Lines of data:
>>>>>
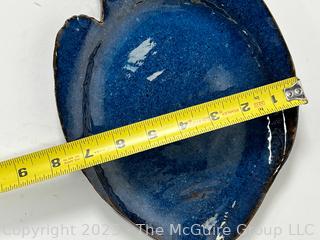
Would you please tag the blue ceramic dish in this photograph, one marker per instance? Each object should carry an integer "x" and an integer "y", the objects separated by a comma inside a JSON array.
[{"x": 148, "y": 58}]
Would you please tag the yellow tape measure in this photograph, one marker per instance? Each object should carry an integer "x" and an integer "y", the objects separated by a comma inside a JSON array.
[{"x": 151, "y": 133}]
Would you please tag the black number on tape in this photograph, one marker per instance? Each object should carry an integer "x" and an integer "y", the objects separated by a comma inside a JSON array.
[
  {"x": 22, "y": 172},
  {"x": 56, "y": 162}
]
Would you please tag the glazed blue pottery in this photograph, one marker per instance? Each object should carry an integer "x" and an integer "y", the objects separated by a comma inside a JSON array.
[{"x": 147, "y": 58}]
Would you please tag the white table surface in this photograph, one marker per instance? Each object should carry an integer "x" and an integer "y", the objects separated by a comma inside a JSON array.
[{"x": 64, "y": 207}]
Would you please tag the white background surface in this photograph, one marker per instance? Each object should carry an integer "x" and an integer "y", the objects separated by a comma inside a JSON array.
[{"x": 29, "y": 122}]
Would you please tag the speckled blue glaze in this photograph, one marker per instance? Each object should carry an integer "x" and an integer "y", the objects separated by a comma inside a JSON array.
[{"x": 148, "y": 58}]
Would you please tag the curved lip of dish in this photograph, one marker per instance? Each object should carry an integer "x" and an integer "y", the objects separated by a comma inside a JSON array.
[{"x": 267, "y": 185}]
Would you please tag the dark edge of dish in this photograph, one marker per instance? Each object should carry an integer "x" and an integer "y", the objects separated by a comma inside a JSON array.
[{"x": 290, "y": 114}]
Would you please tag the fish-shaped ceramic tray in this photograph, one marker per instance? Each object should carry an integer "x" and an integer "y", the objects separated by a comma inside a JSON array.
[{"x": 147, "y": 58}]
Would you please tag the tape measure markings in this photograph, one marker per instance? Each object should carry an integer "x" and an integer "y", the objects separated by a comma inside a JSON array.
[{"x": 150, "y": 133}]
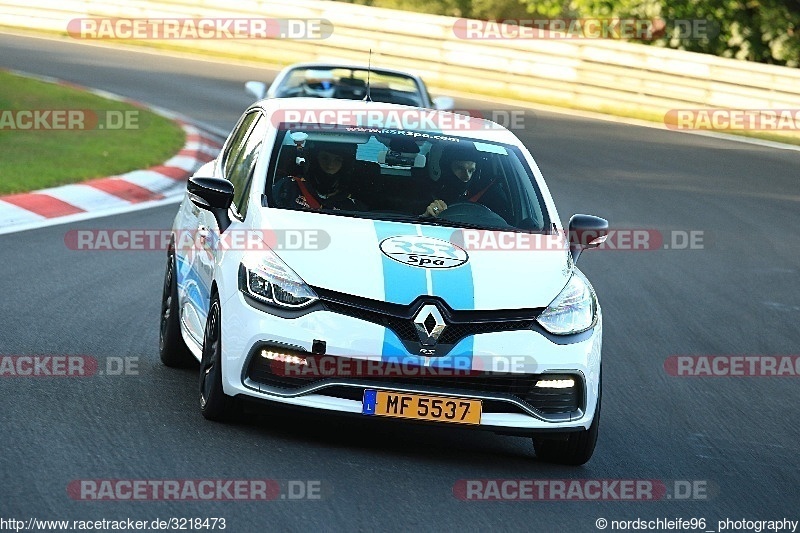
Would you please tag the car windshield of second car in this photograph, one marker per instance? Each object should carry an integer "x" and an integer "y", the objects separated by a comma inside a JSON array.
[{"x": 404, "y": 175}]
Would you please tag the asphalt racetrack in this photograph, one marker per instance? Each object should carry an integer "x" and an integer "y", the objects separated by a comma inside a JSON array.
[{"x": 721, "y": 281}]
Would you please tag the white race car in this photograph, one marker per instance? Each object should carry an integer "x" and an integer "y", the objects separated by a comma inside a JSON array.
[
  {"x": 349, "y": 82},
  {"x": 386, "y": 261}
]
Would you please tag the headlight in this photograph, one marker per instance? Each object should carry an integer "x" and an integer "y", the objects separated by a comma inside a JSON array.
[
  {"x": 573, "y": 310},
  {"x": 267, "y": 279}
]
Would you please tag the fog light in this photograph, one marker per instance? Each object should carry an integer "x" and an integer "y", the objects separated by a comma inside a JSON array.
[{"x": 283, "y": 358}]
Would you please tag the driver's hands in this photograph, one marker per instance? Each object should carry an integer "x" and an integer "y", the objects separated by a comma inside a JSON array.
[{"x": 435, "y": 208}]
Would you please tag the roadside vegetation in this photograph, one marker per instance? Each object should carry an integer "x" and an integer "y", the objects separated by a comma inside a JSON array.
[
  {"x": 764, "y": 31},
  {"x": 54, "y": 135}
]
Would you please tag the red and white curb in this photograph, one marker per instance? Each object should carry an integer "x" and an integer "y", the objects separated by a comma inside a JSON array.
[{"x": 104, "y": 196}]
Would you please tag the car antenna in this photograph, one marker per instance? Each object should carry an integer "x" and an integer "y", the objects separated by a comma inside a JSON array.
[{"x": 367, "y": 97}]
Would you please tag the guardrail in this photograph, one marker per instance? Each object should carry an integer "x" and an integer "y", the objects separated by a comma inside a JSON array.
[{"x": 589, "y": 73}]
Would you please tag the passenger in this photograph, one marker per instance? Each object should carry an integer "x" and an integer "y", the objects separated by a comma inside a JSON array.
[{"x": 459, "y": 164}]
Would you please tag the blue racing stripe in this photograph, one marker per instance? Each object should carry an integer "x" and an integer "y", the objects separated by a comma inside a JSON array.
[
  {"x": 454, "y": 285},
  {"x": 401, "y": 283}
]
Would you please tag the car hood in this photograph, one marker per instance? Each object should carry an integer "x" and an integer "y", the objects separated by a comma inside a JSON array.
[{"x": 398, "y": 262}]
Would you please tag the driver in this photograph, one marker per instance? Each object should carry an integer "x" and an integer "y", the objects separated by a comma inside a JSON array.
[{"x": 459, "y": 164}]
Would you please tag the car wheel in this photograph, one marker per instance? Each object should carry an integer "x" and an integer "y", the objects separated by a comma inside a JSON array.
[
  {"x": 171, "y": 347},
  {"x": 572, "y": 448},
  {"x": 214, "y": 403}
]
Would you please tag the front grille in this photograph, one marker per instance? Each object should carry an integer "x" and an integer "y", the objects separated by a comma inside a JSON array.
[
  {"x": 517, "y": 386},
  {"x": 400, "y": 318}
]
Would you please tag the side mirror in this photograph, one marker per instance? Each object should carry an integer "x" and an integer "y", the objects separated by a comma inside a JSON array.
[
  {"x": 586, "y": 231},
  {"x": 256, "y": 88},
  {"x": 443, "y": 103},
  {"x": 214, "y": 195}
]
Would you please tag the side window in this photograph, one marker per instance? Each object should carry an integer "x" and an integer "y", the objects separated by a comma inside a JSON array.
[
  {"x": 240, "y": 171},
  {"x": 237, "y": 142}
]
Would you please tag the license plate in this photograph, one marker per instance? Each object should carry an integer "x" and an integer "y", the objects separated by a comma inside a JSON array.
[{"x": 418, "y": 407}]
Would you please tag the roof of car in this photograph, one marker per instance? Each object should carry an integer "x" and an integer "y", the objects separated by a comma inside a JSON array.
[
  {"x": 333, "y": 65},
  {"x": 379, "y": 114}
]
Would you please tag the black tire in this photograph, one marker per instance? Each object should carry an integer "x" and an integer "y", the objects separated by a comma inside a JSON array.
[
  {"x": 171, "y": 347},
  {"x": 572, "y": 448},
  {"x": 214, "y": 403}
]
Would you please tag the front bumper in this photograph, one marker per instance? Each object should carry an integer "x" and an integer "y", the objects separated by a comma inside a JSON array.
[{"x": 500, "y": 368}]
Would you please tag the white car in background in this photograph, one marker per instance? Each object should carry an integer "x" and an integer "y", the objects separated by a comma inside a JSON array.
[
  {"x": 386, "y": 312},
  {"x": 349, "y": 82}
]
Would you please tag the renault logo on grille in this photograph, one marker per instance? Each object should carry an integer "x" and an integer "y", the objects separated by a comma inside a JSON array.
[{"x": 429, "y": 324}]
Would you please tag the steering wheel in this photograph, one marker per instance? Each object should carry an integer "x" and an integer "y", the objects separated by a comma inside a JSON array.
[{"x": 472, "y": 213}]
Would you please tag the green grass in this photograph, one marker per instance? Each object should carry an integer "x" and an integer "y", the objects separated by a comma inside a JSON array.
[{"x": 39, "y": 158}]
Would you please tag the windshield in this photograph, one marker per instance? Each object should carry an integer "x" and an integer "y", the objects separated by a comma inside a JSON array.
[
  {"x": 410, "y": 176},
  {"x": 351, "y": 84}
]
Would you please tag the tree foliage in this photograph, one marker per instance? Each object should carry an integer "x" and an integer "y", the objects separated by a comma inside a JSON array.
[{"x": 766, "y": 31}]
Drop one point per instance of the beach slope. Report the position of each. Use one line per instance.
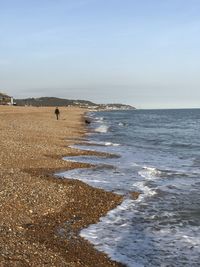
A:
(41, 215)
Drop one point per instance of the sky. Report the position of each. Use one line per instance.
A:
(145, 53)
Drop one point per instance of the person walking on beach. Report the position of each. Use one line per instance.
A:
(57, 112)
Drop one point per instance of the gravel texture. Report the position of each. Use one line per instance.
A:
(41, 215)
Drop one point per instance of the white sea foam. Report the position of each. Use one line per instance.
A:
(150, 172)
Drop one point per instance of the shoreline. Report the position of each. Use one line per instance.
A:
(42, 215)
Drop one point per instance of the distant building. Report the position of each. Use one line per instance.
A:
(5, 99)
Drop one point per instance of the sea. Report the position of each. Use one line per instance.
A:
(155, 153)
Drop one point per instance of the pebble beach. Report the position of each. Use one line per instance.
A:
(41, 215)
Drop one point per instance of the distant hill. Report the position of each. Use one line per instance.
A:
(60, 102)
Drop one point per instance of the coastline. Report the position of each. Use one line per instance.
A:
(41, 215)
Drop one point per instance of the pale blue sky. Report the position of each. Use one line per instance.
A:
(140, 52)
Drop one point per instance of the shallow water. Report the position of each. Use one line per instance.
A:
(159, 156)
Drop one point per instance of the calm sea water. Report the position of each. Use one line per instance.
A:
(159, 156)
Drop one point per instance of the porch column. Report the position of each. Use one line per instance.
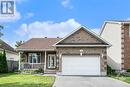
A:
(19, 60)
(45, 62)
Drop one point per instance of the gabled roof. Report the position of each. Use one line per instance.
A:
(38, 44)
(105, 43)
(5, 46)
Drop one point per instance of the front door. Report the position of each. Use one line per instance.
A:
(51, 61)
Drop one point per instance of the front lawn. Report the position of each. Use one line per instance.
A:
(19, 80)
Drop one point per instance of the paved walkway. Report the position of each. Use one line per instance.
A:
(82, 81)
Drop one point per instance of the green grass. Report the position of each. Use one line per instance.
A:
(122, 78)
(19, 80)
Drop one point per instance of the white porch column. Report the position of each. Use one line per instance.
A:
(19, 60)
(45, 62)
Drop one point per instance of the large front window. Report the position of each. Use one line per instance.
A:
(34, 57)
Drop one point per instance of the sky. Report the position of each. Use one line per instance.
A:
(57, 18)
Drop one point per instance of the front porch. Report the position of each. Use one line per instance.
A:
(46, 60)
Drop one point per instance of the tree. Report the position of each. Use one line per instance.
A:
(3, 63)
(19, 43)
(1, 27)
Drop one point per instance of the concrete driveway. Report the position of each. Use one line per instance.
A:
(82, 81)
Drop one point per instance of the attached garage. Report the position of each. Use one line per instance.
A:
(81, 65)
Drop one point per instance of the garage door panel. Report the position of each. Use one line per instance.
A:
(80, 65)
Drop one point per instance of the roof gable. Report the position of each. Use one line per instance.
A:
(82, 36)
(6, 46)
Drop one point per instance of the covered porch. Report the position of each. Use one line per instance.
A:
(34, 60)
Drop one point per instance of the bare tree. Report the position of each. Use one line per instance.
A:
(19, 43)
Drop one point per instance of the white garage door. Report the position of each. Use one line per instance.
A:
(80, 65)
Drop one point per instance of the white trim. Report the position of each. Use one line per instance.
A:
(32, 59)
(48, 64)
(104, 24)
(87, 30)
(82, 45)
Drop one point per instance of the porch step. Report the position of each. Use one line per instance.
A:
(50, 72)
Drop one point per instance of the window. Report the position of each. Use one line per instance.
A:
(129, 30)
(34, 58)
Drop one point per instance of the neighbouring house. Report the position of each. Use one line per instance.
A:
(11, 55)
(81, 52)
(117, 33)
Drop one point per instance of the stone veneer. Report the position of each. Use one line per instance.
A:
(86, 51)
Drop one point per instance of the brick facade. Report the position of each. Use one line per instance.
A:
(126, 47)
(81, 37)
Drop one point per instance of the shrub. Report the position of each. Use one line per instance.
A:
(128, 70)
(3, 63)
(40, 70)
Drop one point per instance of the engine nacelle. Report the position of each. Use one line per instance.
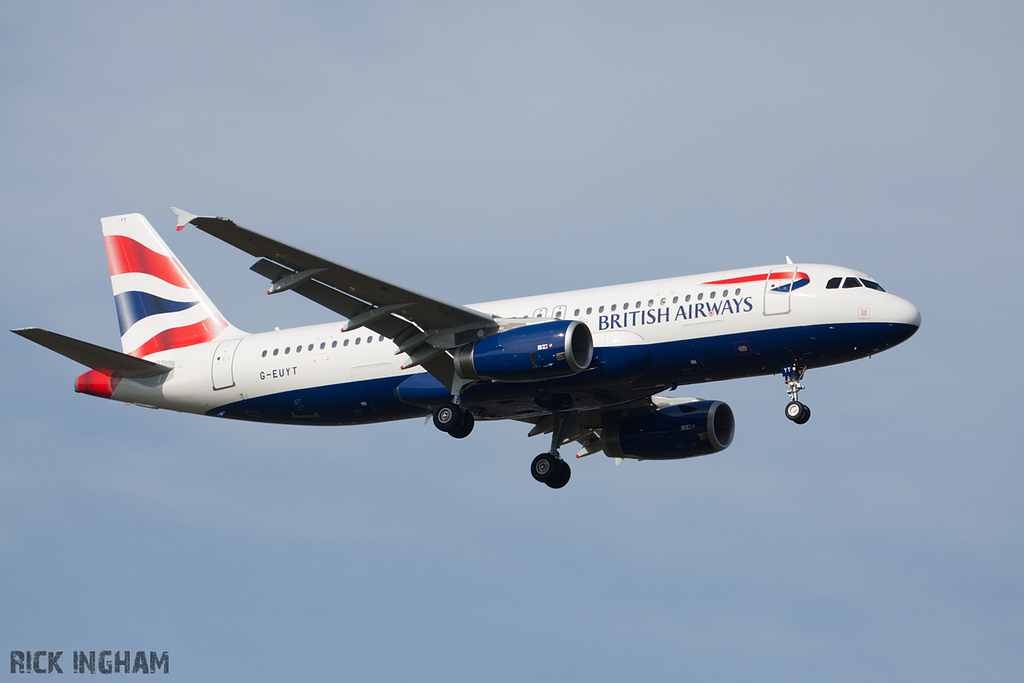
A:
(685, 430)
(540, 351)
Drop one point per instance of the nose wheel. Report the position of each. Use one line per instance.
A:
(454, 420)
(798, 412)
(795, 411)
(550, 469)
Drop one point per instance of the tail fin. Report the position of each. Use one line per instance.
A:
(160, 306)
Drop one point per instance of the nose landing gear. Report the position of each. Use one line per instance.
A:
(795, 411)
(548, 467)
(454, 419)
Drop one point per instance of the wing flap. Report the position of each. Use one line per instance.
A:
(414, 321)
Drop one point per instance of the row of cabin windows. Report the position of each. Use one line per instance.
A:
(334, 344)
(541, 312)
(850, 283)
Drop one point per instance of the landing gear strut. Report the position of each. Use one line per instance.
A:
(548, 467)
(795, 411)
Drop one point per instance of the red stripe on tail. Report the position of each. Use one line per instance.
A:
(97, 383)
(127, 255)
(188, 335)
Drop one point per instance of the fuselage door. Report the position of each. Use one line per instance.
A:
(777, 290)
(222, 360)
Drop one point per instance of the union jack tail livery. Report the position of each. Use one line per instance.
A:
(160, 306)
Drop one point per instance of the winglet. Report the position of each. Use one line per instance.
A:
(183, 217)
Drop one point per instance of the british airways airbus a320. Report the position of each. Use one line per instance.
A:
(584, 366)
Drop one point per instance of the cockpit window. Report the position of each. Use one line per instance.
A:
(871, 285)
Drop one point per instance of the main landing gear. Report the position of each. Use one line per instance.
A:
(795, 410)
(454, 419)
(548, 467)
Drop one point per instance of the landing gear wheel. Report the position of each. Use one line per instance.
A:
(545, 467)
(449, 417)
(561, 476)
(467, 426)
(798, 412)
<<<<<
TASK OBJECTIVE. Give back the lines of the listing from the one with "Drop one point per instance of the wing flap." through the end, both included, exactly as written and with nothing added.

EXPECTED ANSWER.
Drop one point per instance of the wing flap. Report the position of each. Use one line per instance.
A:
(414, 321)
Drop one point per instance of the row of cabin windows. Report the position of each. Use one line per instance.
A:
(334, 344)
(541, 312)
(850, 283)
Drop one point per instance of the landing gear strut. Report the position of each. Use one line per instance.
A:
(548, 467)
(795, 411)
Drop one point per instance of the red stripe on tail. Report the position of each. Use one line per instance.
A:
(97, 383)
(127, 255)
(188, 335)
Drop one point per instance of the fuselage door. Report the position of each. Use one line per instance.
A:
(777, 290)
(222, 360)
Drop one point per instance of the union jack tail livery. Report the position of each. Use one line per instance.
A:
(160, 306)
Drop one point per instance of the winglet. Report the position of each. Use one line per instance.
A:
(183, 217)
Drop one point per instance of the british airways airbus a320. Report the position of each. Use one line per instance.
A:
(584, 366)
Drop one point per instance of the cockpit window. Report the position of each. Use one line per instance.
A:
(871, 285)
Drop one point per instance of the main landing gear. Report the position of each. Use one line per instance.
A:
(795, 410)
(454, 419)
(548, 467)
Drop one point per instance of the landing gear wheel. Report the position of each. Use one line per instance.
A:
(545, 467)
(449, 417)
(561, 476)
(467, 426)
(798, 412)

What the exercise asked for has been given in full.